» Try it:
What is needed is the full listing written out exactly, minus the pictures.

──────────────────────────────

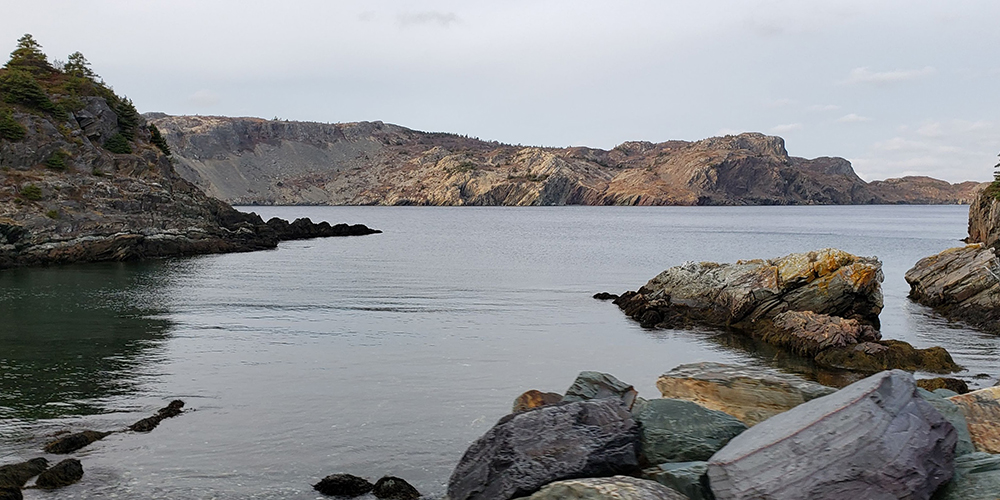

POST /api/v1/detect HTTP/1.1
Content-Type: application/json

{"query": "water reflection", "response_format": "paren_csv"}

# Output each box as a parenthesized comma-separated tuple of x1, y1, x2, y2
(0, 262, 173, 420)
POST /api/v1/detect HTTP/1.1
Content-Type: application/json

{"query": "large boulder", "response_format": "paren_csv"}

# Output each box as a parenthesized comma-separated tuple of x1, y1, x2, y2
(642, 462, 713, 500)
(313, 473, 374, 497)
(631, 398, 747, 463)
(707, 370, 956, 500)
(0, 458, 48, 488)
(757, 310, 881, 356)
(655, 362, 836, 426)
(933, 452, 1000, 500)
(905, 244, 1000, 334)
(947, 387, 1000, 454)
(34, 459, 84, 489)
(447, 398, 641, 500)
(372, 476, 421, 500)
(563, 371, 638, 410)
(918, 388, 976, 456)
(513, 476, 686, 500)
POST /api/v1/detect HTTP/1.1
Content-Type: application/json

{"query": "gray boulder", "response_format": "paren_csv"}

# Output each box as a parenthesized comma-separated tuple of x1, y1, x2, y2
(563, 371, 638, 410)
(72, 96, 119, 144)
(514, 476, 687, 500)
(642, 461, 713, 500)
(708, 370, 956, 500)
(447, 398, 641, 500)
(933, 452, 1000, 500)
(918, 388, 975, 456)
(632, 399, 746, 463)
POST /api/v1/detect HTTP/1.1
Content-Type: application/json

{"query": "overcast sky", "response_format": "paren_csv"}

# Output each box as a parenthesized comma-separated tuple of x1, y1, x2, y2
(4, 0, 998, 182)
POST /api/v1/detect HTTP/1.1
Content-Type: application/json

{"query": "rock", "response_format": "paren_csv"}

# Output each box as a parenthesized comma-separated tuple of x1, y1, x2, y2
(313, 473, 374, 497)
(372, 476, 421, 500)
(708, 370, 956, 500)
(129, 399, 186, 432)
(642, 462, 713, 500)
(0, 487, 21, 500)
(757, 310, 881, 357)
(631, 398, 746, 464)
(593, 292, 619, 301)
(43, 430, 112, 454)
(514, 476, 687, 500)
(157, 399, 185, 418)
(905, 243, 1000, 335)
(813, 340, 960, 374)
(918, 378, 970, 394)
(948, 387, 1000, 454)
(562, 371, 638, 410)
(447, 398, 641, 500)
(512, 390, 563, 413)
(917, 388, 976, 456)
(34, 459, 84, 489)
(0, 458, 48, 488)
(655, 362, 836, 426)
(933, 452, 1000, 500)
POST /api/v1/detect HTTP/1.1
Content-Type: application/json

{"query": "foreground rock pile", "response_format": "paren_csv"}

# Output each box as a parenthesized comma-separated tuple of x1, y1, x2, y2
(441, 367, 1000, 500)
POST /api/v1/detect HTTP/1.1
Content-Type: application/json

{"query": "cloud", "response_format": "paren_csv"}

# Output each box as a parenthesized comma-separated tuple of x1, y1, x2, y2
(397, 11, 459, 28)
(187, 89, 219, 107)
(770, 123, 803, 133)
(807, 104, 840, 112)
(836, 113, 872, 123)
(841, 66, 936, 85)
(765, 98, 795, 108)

──────────────────────────────

» Task result:
POST /api/v1/detect HTTP/1.1
Content-Type: application/json

{"query": "water reflection", "response_format": "paren_csv"}

# Output each box as a parenthesized comma-separated tuple of x1, y1, x2, y2
(0, 262, 173, 420)
POST /api/v1/detect HTTP/1.1
Content-Type: application/json

{"query": "large boulder", "response_format": "paren_csv"}

# Output each box as a parenthesized comma-separated tuple of x1, y1, x2, y2
(642, 462, 713, 500)
(313, 473, 374, 497)
(631, 398, 747, 463)
(707, 370, 956, 500)
(0, 458, 48, 488)
(757, 310, 881, 356)
(655, 362, 836, 426)
(933, 452, 1000, 500)
(905, 244, 1000, 334)
(947, 387, 1000, 454)
(34, 459, 84, 489)
(447, 398, 641, 500)
(372, 476, 421, 500)
(563, 371, 638, 410)
(918, 388, 976, 456)
(513, 476, 686, 500)
POST /api/v1/detect HTTP/1.1
Content-Type: application/json

{"query": "gray boulder", "response_format": "paren_csv"}

# Output each box as a parenthesized comma-separated tuple of x1, y1, x2, y2
(563, 371, 638, 410)
(72, 96, 119, 144)
(514, 476, 687, 500)
(642, 461, 713, 500)
(708, 370, 956, 500)
(447, 398, 641, 500)
(933, 452, 1000, 500)
(918, 388, 975, 456)
(632, 399, 746, 463)
POST /api/v1/detect HTTP/1.1
Content-Type: application/json

{"query": "overcast sky", "response_format": "paren_csv"}

# Output each box as a parenthesized comma-separated tuple of x1, y1, x2, y2
(4, 0, 998, 182)
POST /api/v1/detect HTTP/1.1
Content-Type: application/json

{"query": "rock", "response_format": "paren_csv"}

# Output each box as a parenthesized comma-separated tuple of x1, y1, x2, y2
(313, 473, 374, 497)
(372, 476, 421, 500)
(708, 370, 956, 500)
(129, 399, 186, 432)
(642, 462, 713, 500)
(0, 487, 21, 500)
(757, 310, 881, 357)
(631, 398, 746, 464)
(593, 292, 619, 301)
(43, 430, 112, 454)
(514, 476, 687, 500)
(157, 399, 185, 418)
(905, 243, 1000, 335)
(813, 340, 960, 374)
(918, 378, 970, 394)
(948, 387, 1000, 454)
(562, 371, 638, 410)
(447, 398, 641, 500)
(512, 390, 563, 413)
(917, 388, 976, 456)
(34, 459, 84, 489)
(0, 458, 48, 488)
(655, 362, 836, 426)
(933, 452, 1000, 500)
POST /api/v1/detect HTTP/1.1
Content-Type: application/json

{"query": "foreground rock pile", "response_format": "paren_csv"}

# Output each box as a parenthesized comma-separated tuple of x1, y1, x2, y2
(441, 367, 1000, 500)
POST /api/v1/detect HTTP/1.1
Content-Type: application/json

{"query": "cloud", "response_format": "paren_csv"}

# Output each box as a parenthesized comma-separated tuple of x1, y1, x2, y2
(397, 11, 459, 28)
(187, 89, 219, 107)
(770, 123, 803, 133)
(807, 104, 840, 112)
(836, 113, 872, 123)
(841, 66, 936, 85)
(765, 98, 795, 108)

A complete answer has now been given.